- _Given instruction_: List every line below that contains the word "shutter", copying each one in full. Case counts.

- _Raw records_:
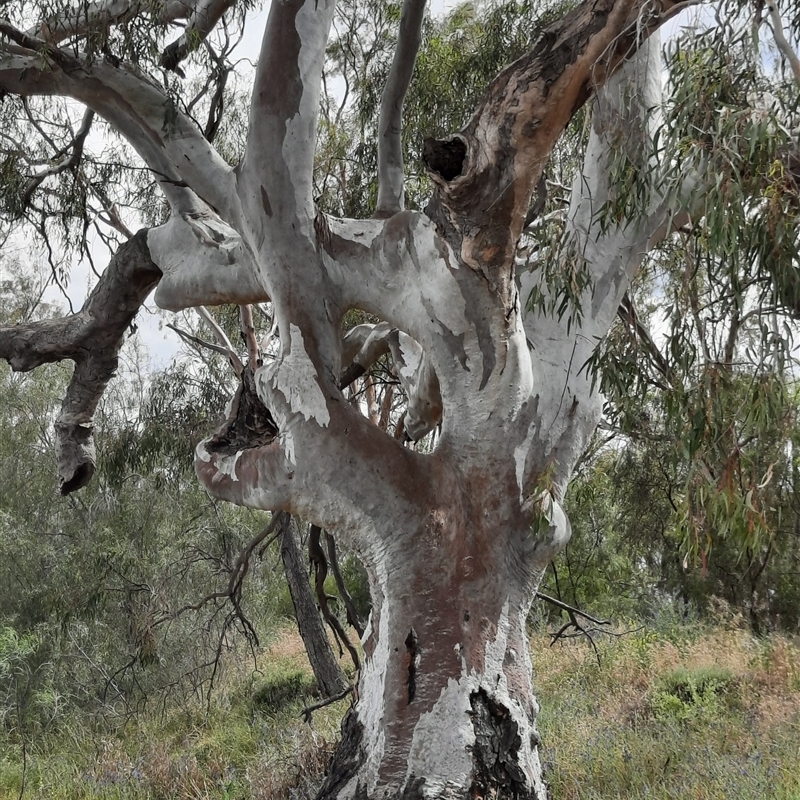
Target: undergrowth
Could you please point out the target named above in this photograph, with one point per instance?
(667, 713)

* * *

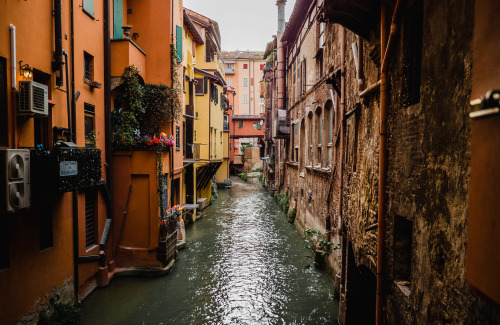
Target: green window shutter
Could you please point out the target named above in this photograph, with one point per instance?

* * *

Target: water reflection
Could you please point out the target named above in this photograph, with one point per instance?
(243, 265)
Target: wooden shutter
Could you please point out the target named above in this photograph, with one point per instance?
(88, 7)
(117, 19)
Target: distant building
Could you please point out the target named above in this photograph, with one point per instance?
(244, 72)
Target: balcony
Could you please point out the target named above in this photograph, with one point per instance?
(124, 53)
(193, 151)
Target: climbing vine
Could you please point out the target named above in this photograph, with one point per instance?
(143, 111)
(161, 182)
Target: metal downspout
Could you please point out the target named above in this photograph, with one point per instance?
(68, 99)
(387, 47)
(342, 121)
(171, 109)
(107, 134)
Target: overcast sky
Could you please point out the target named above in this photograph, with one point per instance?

- _Exercise solution_:
Target: green window shutter
Target: wooden shutter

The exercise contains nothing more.